May 15th | Full visibility and control of resources in IT environments | Nowa Wieś (pl)
April 20, 2024
November 13, 2018

Serverless EBS backup & first aid

One of our customers needed backup protection for their EBS volumes. We approached this serverless – and added some extras. Here's how.

Karol Junde

One of our current customers decided that they needed a backup protection for their EBS volumes. There’s a lot of already customized or provided by Amazon Web Services out-of-the-box solutions but for me, it was a pretty good chance to test myself against Serverless Framework (that I promised to write about last time) and another Python code and opportunity to customize the solution a little bit. Apart from the snapshot and retention feature, saving information to DynamoDB and passing notification messages to Slack have been added as extra functions.

Based on Cron event (we’ve changed that into SSM Maintenance Window — I’ll describe that later) configured in CloudWatch Events a Lambda function is invoked and basing on specific TAG value in Auto Scaling Groups or single instances snapshots of attached volumes are created. The final step of ‘Round 1’ is to save the data about new snapshots in DynamoDB table called “created-snapshots” (example below). For us, it was just a simple method of keeping the information about the time of finished tasks and created snapshots.

→ **Dataset records**:
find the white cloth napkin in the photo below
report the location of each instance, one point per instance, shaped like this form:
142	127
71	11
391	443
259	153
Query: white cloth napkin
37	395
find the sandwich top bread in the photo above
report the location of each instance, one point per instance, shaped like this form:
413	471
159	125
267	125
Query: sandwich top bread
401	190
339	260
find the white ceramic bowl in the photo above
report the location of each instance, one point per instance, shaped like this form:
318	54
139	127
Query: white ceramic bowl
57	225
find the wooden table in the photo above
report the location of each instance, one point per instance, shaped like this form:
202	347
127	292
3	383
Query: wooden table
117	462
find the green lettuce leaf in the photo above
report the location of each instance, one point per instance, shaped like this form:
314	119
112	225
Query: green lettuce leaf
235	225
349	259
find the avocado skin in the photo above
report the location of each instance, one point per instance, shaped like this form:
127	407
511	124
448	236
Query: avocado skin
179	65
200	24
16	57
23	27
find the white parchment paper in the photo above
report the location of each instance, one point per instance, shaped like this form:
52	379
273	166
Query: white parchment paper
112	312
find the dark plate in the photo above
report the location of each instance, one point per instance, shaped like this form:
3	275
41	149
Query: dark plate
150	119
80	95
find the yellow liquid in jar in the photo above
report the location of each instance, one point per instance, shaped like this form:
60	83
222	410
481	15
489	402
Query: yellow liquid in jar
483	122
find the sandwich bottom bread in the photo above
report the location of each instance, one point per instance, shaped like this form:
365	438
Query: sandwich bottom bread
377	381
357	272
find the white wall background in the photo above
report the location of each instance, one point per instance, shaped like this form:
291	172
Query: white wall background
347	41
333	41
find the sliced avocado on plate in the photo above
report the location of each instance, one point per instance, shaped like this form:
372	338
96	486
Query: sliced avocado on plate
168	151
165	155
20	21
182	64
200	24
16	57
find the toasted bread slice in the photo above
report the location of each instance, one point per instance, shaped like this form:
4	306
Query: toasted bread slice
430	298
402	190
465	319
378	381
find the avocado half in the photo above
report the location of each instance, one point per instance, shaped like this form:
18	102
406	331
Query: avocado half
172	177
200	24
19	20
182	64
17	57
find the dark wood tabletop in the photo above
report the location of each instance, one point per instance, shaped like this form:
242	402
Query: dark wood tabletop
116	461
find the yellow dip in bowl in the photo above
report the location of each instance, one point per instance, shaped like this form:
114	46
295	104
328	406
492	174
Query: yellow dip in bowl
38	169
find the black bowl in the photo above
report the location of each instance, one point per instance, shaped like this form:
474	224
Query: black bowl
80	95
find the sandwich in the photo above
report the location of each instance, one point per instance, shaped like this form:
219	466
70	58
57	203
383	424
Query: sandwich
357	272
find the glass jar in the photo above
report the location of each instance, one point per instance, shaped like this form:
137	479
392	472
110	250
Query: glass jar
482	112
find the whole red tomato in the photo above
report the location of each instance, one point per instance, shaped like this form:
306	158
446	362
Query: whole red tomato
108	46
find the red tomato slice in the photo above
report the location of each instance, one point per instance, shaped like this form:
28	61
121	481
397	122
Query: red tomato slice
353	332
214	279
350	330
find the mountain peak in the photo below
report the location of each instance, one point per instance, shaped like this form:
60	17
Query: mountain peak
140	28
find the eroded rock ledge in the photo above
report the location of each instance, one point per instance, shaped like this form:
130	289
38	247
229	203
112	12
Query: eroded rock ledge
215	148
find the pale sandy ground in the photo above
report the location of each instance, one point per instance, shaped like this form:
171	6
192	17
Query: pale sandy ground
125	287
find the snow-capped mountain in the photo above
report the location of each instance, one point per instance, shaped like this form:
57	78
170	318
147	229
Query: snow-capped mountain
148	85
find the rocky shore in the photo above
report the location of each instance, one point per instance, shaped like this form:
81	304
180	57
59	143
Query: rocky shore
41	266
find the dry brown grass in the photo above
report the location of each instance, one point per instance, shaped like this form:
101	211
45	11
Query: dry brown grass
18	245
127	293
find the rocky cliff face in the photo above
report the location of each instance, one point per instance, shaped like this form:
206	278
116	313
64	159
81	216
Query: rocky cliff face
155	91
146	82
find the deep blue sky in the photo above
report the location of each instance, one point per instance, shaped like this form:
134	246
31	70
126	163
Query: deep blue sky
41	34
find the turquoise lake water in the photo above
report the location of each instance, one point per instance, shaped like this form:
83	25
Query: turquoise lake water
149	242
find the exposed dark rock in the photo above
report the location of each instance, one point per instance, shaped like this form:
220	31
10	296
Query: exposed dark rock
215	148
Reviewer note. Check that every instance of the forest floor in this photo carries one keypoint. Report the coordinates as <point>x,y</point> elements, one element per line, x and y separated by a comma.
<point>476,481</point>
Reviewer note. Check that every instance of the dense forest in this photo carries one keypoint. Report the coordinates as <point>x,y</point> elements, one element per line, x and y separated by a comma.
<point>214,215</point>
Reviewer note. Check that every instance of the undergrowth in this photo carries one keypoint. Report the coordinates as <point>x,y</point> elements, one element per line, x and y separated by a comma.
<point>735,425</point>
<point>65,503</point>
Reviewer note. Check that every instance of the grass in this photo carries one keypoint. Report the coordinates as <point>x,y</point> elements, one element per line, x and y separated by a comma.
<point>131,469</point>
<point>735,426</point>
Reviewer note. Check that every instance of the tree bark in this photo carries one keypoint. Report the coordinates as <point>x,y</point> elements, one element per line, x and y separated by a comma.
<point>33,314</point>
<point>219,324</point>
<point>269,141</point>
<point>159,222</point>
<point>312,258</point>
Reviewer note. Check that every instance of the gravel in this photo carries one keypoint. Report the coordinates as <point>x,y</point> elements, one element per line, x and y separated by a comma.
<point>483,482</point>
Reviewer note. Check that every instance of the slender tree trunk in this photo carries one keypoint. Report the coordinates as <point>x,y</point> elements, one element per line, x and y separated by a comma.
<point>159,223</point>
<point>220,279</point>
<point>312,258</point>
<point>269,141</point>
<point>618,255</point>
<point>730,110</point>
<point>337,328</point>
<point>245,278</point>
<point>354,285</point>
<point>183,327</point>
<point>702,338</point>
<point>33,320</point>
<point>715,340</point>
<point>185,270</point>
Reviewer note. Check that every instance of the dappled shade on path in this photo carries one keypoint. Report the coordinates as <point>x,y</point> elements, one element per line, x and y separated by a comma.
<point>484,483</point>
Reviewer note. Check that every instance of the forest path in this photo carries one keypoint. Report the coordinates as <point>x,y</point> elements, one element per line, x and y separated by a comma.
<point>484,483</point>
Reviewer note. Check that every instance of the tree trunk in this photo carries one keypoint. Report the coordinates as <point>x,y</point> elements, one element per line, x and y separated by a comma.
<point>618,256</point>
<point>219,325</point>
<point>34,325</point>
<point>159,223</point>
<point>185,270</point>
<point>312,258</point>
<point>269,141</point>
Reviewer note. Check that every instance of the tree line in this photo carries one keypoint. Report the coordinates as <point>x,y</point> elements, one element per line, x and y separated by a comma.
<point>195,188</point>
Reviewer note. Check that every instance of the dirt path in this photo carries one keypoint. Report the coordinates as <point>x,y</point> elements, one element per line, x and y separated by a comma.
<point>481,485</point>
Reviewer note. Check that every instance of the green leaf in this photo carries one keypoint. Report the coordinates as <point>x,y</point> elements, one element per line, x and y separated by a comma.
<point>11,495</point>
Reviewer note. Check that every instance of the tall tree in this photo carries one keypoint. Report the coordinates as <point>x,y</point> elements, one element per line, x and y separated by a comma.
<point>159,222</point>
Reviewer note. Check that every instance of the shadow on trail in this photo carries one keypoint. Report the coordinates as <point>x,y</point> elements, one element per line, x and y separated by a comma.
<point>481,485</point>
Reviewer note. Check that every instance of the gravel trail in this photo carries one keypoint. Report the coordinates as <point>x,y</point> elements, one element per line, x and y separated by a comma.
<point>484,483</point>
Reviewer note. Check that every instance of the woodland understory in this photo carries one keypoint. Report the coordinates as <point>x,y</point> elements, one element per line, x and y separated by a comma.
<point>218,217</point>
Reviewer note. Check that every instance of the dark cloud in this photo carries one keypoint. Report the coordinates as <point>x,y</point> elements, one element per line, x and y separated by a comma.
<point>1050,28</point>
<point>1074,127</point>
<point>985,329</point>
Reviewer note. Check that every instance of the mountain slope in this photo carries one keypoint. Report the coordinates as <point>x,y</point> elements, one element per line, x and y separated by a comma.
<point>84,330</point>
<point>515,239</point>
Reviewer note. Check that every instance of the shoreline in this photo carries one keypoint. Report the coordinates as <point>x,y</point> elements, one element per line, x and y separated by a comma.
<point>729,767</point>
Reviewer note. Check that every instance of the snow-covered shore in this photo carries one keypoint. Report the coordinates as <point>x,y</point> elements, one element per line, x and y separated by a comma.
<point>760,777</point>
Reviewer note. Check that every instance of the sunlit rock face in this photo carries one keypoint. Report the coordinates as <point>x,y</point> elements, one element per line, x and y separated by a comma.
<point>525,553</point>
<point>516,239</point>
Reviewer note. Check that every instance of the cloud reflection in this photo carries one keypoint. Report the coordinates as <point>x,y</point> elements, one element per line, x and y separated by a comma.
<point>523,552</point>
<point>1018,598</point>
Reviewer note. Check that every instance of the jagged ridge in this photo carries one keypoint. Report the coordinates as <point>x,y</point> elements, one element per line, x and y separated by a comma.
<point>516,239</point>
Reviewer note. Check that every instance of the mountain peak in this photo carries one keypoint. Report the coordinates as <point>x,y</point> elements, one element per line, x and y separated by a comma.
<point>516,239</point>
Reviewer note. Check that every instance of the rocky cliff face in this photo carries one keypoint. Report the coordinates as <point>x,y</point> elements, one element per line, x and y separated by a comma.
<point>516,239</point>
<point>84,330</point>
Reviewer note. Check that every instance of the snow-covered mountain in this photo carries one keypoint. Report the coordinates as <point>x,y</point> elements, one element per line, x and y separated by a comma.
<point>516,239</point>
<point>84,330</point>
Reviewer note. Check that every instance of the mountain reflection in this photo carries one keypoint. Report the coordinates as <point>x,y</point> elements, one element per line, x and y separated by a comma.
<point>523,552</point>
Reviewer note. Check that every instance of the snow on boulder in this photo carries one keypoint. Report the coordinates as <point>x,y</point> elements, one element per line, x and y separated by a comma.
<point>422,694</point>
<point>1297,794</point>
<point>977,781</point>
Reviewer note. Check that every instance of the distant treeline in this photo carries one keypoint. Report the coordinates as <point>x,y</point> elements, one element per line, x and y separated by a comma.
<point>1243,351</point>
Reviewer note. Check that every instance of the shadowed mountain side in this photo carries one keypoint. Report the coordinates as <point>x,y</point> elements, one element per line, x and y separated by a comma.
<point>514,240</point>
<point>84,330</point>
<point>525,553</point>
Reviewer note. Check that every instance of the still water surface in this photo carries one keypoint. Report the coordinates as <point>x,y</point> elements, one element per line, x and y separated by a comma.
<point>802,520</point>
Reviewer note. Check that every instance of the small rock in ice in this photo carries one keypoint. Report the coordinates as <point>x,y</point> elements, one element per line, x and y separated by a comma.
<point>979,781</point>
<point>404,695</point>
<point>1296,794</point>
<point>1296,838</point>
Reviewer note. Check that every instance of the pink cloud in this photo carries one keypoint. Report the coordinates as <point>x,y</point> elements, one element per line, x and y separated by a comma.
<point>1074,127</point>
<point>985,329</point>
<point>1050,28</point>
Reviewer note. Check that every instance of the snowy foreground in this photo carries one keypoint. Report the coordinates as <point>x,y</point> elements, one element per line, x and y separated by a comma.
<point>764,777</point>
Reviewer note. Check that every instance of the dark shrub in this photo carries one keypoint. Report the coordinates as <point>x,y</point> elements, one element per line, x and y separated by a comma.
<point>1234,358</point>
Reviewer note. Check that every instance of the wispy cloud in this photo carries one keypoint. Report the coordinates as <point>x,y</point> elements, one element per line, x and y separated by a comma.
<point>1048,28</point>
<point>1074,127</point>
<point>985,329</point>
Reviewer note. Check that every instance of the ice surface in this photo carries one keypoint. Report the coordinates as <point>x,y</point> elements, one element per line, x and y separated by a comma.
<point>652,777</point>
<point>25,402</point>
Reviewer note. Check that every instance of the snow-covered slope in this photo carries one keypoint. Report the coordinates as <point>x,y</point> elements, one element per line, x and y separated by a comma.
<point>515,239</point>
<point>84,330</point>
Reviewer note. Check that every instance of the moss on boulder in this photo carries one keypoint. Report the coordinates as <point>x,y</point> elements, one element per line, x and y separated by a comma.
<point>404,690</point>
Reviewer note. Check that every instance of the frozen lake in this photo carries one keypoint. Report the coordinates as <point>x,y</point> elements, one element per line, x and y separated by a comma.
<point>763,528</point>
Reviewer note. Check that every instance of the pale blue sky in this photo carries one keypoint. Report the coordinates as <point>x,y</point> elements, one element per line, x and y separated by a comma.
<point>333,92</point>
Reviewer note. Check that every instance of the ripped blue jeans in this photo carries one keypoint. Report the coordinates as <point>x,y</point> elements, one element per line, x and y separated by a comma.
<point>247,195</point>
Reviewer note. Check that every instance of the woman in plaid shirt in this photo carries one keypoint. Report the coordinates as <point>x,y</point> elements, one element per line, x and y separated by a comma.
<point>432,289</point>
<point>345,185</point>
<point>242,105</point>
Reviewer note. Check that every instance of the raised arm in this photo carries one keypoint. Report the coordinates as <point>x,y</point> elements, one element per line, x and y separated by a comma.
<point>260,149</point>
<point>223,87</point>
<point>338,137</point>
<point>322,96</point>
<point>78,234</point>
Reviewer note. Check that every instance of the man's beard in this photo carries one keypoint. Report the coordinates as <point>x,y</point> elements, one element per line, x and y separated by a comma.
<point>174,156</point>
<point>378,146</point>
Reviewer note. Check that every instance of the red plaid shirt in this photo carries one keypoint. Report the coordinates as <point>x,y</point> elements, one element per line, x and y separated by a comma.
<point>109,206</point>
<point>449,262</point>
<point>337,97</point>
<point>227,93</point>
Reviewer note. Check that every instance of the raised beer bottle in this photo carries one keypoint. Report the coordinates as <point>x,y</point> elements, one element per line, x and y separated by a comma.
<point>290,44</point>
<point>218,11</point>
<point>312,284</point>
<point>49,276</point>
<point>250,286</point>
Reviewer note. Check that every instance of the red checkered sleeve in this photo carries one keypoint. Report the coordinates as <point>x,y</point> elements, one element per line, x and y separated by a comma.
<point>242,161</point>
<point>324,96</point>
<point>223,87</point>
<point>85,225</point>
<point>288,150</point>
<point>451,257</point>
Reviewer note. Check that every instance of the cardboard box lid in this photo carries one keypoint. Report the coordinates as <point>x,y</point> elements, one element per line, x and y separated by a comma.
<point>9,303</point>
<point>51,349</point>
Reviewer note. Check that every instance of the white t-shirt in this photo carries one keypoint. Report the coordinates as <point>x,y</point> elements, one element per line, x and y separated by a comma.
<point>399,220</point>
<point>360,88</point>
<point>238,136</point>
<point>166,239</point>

→ **Written request**: Write what comes next in the serverless EBS backup article, starting right after its last sentence.

→ **Result of this exercise**:
Apart from the small bunch of information in DynamoDB, Lambda is putting a response into a CloudWatch logs like following:

('Response Body:', set(['
{
    "Status": "SUCCESS",
    "Reason": "See the details in CloudWatch Log Stream: 2018/08/21/[$LATEST]a1e01c47b0a44b79af9d26c8ea2b6979",
    "Data": {
        "SnapshotId": [
            "snap-08b8b0819720d9f80",
            "snap-02da7b4af1edd5633",
            "snap-05fe0099524fd7f11"
        ],
        "Change": true
    },
    "PhysicalResourceId": "2018/08/21/[$LATEST]a1e01c47b0a44b79af9d26c8ea2b6979"
}
']))

There’s also a second part focused on deleting created snapshots based on retention policy and TAG value set by ‘snapshot’ Lambda. Periodically (the occurrence has been specified via CloudWatch Events) Lambda is checking “DeleteOn” tag whether it’s time to delete the snapshot (by comparison of the current date against the one set in tag).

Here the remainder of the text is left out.